__What needs to be done__: Rewrite the passage on photon measurement starting with "Suppose there is" and going on through "for one photon).", swapping "measuring apparatus" for "measuring device".

------ Document excerpt ------

Suppose there is the case of a system which just absorbs a photon - this will change the wavefunction by shifting its energy up a photon's worth, but it is now in a new eigenfunction of energy. This also therefore changes its momentum and thus its position is differently unknown. But how do we know of these unknowns? We can only find out by the measurement of the system - so how do we know about its new energy eigenstate? We'd have to make another measurement. Suppose we did so by chucking another photon in its direction and conveniently it chucks one back out in our direction which we absorb (and we assume nothing else is interacting with the system). Now our energy eigenfunction has shifted - perhaps we can tell this by being the measuring apparatus (say we are a frog with a good eye for one photon).

So the two systems have interacted through that single-photon interaction. And because the frog's eye saw a blue photon, we know it was that energy that came out of the system rather than the energy that a red photon would indicate. So we know the system just dropped from whatever state it had evolved to (a mess of its energy eigenstates) at its previous energy eigenlevel down one blue photon eigenlevel. If we knew already (from a previous measurement) what that eigenlevel was, we know what it just dropped to, and also by The Laws of Quantum Physics, that it's once again supposedly now time-evolved to another mess of its eigenstates. But we can't know that something else didn't do something else with it in-between, like, say, the exact same thing we were doing to it but from a different direction, and perhaps in the absorption and emission of a red photon instead - and you see the difficulties about knowing what's going on.

And that is the simplest version of how all such interactions must take place. But we didn't get any information about what the system had evolved to before that blue photon came to us, and none is retained in the system. Some would say that information never really existed at all (because it's only information upon interaction), and therefore the system was never in any state other than an eigenstate by reasoning of what information can be gained about a system.

------ Recorded information ------

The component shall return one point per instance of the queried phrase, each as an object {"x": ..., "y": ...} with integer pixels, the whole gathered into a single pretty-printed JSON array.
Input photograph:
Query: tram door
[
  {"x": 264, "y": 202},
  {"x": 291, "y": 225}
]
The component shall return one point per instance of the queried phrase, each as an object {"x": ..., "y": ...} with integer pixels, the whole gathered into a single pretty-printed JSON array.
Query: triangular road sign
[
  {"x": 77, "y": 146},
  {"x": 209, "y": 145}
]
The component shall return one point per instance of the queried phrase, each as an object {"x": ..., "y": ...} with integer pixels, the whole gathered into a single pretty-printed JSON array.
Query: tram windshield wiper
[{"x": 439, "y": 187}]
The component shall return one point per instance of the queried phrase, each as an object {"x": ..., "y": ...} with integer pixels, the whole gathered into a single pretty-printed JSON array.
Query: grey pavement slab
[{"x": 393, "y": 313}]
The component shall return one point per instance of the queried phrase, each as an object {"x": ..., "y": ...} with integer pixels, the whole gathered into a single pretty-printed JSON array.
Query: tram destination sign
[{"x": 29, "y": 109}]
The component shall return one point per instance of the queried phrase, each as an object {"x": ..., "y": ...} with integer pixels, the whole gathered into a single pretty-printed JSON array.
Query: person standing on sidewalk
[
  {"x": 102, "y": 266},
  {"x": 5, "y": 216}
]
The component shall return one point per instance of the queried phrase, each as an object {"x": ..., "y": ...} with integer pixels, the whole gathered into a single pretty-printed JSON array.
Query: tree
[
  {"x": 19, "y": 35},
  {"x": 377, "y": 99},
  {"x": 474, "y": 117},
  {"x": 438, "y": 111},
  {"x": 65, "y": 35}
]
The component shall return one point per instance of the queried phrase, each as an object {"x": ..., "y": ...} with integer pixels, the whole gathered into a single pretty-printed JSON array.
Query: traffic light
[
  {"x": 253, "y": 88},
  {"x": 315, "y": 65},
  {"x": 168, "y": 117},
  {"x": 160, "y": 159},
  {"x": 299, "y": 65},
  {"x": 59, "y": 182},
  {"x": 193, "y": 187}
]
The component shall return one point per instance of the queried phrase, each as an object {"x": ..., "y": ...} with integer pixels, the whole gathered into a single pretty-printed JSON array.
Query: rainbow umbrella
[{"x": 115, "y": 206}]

------

__Exercise response__:
Suppose there is the case of a system which just absorbs a photon - this will change the wavefunction by shifting its energy up a photon's worth, but it is now in a new eigenfunction of energy. This also therefore changes its momentum and thus its position is differently unknown. But how do we know of these unknowns? We can only find out by the measurement of the system - so how do we know about its new energy eigenstate? We'd have to make another measurement. Suppose we did so by chucking another photon in its direction and conveniently it chucks one back out in our direction which we absorb (and we assume nothing else is interacting with the system). Now our energy eigenfunction has shifted - perhaps we can tell this by being the measuring device (say we are a frog with a good eye for one photon).